Supplied information:
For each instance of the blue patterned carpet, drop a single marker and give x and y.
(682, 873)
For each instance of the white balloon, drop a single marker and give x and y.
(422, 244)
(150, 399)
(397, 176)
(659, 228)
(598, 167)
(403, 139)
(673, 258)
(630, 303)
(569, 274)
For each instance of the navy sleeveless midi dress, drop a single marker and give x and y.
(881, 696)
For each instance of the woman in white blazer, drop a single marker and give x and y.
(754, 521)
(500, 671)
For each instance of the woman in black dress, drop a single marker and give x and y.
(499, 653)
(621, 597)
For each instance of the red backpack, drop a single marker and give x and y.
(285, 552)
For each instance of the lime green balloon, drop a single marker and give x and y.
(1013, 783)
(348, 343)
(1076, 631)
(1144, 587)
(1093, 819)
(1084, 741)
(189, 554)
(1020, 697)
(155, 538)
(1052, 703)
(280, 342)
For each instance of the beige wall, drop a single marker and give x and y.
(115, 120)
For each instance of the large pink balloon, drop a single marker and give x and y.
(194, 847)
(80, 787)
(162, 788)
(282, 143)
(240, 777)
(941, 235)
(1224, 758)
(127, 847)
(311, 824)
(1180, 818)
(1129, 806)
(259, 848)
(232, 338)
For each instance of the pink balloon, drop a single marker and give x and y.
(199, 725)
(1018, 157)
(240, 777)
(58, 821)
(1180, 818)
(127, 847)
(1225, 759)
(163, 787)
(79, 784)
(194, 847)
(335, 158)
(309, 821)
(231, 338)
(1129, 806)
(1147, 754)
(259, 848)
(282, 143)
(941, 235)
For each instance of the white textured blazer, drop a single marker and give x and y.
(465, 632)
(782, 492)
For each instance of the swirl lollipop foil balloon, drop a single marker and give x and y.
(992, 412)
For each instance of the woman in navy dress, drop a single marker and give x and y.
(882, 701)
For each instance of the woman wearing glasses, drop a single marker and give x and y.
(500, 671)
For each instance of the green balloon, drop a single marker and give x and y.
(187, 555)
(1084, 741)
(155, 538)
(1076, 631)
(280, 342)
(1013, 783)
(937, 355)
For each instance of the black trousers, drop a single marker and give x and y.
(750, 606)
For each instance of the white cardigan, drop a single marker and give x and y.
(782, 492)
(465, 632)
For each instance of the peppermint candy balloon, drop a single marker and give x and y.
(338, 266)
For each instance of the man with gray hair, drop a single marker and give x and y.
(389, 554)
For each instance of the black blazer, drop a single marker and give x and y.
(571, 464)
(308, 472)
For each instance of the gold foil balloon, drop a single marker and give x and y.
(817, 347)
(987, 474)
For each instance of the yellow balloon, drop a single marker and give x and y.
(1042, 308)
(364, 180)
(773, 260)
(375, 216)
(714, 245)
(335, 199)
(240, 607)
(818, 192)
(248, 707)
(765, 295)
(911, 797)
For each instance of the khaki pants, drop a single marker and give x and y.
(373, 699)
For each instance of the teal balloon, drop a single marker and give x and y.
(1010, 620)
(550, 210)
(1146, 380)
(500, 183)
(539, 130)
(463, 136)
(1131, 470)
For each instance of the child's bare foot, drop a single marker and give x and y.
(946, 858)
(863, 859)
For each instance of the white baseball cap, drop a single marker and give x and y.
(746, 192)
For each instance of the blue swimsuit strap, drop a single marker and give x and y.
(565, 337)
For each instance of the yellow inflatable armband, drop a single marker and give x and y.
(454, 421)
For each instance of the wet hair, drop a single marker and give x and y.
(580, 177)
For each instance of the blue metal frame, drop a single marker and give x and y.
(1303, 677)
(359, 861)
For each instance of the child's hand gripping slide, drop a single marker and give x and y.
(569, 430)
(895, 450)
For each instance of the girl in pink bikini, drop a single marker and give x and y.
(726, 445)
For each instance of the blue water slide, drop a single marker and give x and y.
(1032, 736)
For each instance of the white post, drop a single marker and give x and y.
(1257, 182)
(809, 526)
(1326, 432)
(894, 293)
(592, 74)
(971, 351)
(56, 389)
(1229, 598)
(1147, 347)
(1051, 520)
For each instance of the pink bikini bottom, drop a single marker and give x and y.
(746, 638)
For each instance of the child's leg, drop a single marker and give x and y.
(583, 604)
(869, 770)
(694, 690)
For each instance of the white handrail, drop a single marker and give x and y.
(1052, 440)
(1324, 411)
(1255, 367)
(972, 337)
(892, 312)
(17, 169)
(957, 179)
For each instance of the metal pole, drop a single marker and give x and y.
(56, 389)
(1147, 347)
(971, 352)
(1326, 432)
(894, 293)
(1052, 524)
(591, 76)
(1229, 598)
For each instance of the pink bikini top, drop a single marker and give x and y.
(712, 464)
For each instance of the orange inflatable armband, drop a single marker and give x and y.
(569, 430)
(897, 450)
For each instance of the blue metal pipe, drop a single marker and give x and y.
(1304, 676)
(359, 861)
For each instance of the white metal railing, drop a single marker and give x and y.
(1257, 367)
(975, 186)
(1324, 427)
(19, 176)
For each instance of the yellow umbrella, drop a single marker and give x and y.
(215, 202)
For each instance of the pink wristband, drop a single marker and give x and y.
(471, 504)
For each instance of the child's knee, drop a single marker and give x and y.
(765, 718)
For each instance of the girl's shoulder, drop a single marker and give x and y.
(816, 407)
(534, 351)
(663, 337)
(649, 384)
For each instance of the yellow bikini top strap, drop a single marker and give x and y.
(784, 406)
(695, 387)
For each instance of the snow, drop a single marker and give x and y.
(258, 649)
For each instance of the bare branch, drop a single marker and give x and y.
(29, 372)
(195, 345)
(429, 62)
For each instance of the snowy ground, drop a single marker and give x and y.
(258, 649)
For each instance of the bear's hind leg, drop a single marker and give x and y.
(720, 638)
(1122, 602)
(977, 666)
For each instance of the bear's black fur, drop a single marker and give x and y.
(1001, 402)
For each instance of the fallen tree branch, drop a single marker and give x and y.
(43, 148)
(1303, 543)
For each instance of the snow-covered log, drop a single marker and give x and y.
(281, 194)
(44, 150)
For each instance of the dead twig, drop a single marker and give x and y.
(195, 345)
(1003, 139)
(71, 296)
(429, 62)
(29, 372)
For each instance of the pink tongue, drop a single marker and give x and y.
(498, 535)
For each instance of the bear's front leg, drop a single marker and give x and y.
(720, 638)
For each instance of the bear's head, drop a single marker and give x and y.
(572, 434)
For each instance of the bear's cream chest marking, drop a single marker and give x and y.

About this task:
Every record above is to be written out exactly.

Exercise answer:
For each instance of the blue patterned carpet, drop a single marker and give x and y.
(682, 873)
For each instance of the white balloon, drop a single marker and give x and y.
(422, 244)
(150, 399)
(397, 176)
(659, 228)
(598, 167)
(403, 139)
(673, 258)
(630, 303)
(569, 274)
For each instance of the navy sleeveless midi dress, drop a single marker and give x and y.
(881, 696)
For each instance of the woman in white blazer, drop a single marker and give x and y.
(754, 521)
(500, 671)
For each instance of the woman in black dress, drop a single marker and give x and y.
(499, 653)
(621, 597)
For each instance of the red backpack, drop a single marker and give x and y.
(285, 552)
For each instance of the lime green balloon, drop a single marker and give x and y.
(1013, 783)
(348, 343)
(1076, 631)
(1144, 587)
(1093, 819)
(1084, 741)
(189, 554)
(1020, 697)
(155, 538)
(1052, 703)
(280, 342)
For each instance of the beige wall, drop a single marker and give x and y.
(115, 120)
For each instance of the large pink balloon, drop a single marker and give x and y.
(194, 847)
(80, 787)
(162, 788)
(282, 143)
(240, 777)
(941, 235)
(1224, 758)
(127, 847)
(311, 824)
(1180, 818)
(1129, 806)
(259, 848)
(232, 338)
For each instance of the pink balloon, drop a single marker and give x and y.
(199, 725)
(1018, 157)
(240, 777)
(58, 821)
(1180, 818)
(127, 847)
(1225, 759)
(163, 787)
(79, 784)
(194, 847)
(335, 158)
(309, 821)
(231, 338)
(1129, 806)
(1147, 754)
(259, 848)
(282, 143)
(941, 235)
For each instance of the white textured blazer, drop a single marker and give x and y.
(465, 632)
(782, 492)
For each instance of the swirl lollipop foil balloon, drop a single marker and give x and y.
(992, 412)
For each instance of the woman in navy dress, drop a single marker and give x and y.
(882, 701)
For each instance of the woman wearing glasses, drop a single marker and give x and y.
(500, 671)
For each instance of the green balloon, drop a single marker and give x and y.
(187, 555)
(1084, 741)
(155, 538)
(1076, 631)
(280, 342)
(1013, 783)
(937, 355)
For each instance of the black trousers, drop a single marker and give x and y.
(750, 606)
For each instance of the white cardigan, drop a single marker and give x and y.
(782, 492)
(465, 632)
For each instance of the peppermint candy balloon, drop a single marker and give x and y.
(338, 266)
For each instance of the man with gray hair, drop a single marker and give x and y.
(389, 554)
For each instance of the black blazer, drop a single marker and give x and y.
(571, 464)
(308, 472)
For each instance of the gold foil balloon, drop a single marker and give x and y.
(817, 347)
(987, 474)
For each instance of the yellow balloon, drop a single marker and give x and y.
(1042, 308)
(364, 180)
(773, 260)
(375, 216)
(714, 245)
(335, 199)
(240, 607)
(818, 192)
(248, 707)
(765, 295)
(911, 797)
For each instance of the khaki pants, drop a single marker and give x and y.
(373, 699)
For each instance of the teal balloon, drop a single marker and give x and y.
(1010, 620)
(550, 210)
(1146, 380)
(500, 183)
(539, 130)
(463, 136)
(1131, 470)
For each instance of the child's bare foot, drop a single marker and give x and y.
(946, 858)
(863, 859)
For each instance of the white baseball cap, drop a single marker and give x and y.
(746, 192)
For each instance of the blue swimsuit strap, drop a single marker and give x and y.
(565, 337)
For each instance of the yellow inflatable armband, drop a single marker and give x and y.
(454, 421)
For each instance of the wet hair, drop a single marker and give x and y.
(580, 177)
For each instance of the blue metal frame, drop a single marker and give x and y.
(1303, 677)
(359, 861)
For each instance of the child's hand gripping slide, drop a single marker and give x and y.
(569, 430)
(895, 450)
For each instance of the girl in pink bikini, drop a single marker and give x and y.
(726, 445)
For each instance of the blue water slide, drop a single marker and give x and y.
(1032, 736)
For each instance of the white post, drop a single marker and give x and y.
(1257, 182)
(809, 526)
(1326, 432)
(894, 293)
(592, 74)
(971, 351)
(56, 389)
(1229, 598)
(1147, 347)
(1051, 520)
For each instance of the pink bikini bottom, drop a single marker and give x and y.
(746, 638)
For each instance of the child's leg, drop a single marker and give x and y.
(583, 604)
(869, 770)
(694, 690)
For each instance of the white handrail, drop a single marker and give x and y.
(1052, 440)
(1324, 411)
(1255, 367)
(972, 337)
(892, 312)
(17, 169)
(957, 179)
For each instance of the metal pole, drop a single marker and give x and y.
(56, 389)
(1147, 347)
(971, 352)
(1326, 432)
(894, 293)
(1052, 524)
(591, 76)
(1229, 598)
For each instance of the pink bikini top, drop a single marker and give x and y.
(712, 464)
For each instance of the orange inflatable armband, drop a single marker and give x and y.
(569, 430)
(897, 450)
For each instance of the blue metal pipe, drop a single marker and give x and y.
(1304, 676)
(359, 861)
For each instance of the white metal railing, drop a single marker and give x and y.
(1257, 367)
(975, 186)
(1324, 427)
(19, 176)
For each instance of the yellow umbrella, drop a single marker and give x and y.
(215, 202)
For each instance of the pink wristband, drop a single marker and give x and y.
(471, 504)
For each instance of the child's knee, drop a single marker and give x and y.
(765, 718)
For each instance of the girl's shoulder, drop a single marker and give x and y.
(816, 407)
(534, 351)
(663, 337)
(649, 384)
For each instance of the yellow bikini top strap, drop a single marker and give x and y.
(784, 406)
(695, 387)
For each instance of the snow, drop a single marker and give x and y.
(258, 649)
For each instance of the bare branch, drop a single marker and give x and y.
(29, 372)
(195, 345)
(429, 62)
For each instance of the snowy ground, drop a single marker and give x and y.
(258, 649)
For each instance of the bear's hind leg, drop a single marker and give x and y.
(720, 638)
(1122, 602)
(977, 666)
For each instance of the bear's black fur, drop a single marker and give x and y.
(1001, 402)
For each instance of the fallen tree branch, drop a single marker and give x and y.
(43, 148)
(1303, 543)
For each instance of the snow-covered log, drop a single marker and give x and y.
(281, 194)
(44, 150)
For each instance of the dead twig, drop a single marker and give x and y.
(195, 345)
(1003, 139)
(71, 296)
(429, 62)
(29, 372)
For each instance of the pink tongue, drop a single marker and give x and y.
(498, 535)
For each instance of the bear's front leg, drop a single marker and give x and y.
(720, 638)
For each instance of the bear's head, drop a single marker and give x and y.
(572, 434)
For each instance of the bear's cream chest marking, drop a single marker and give x and y.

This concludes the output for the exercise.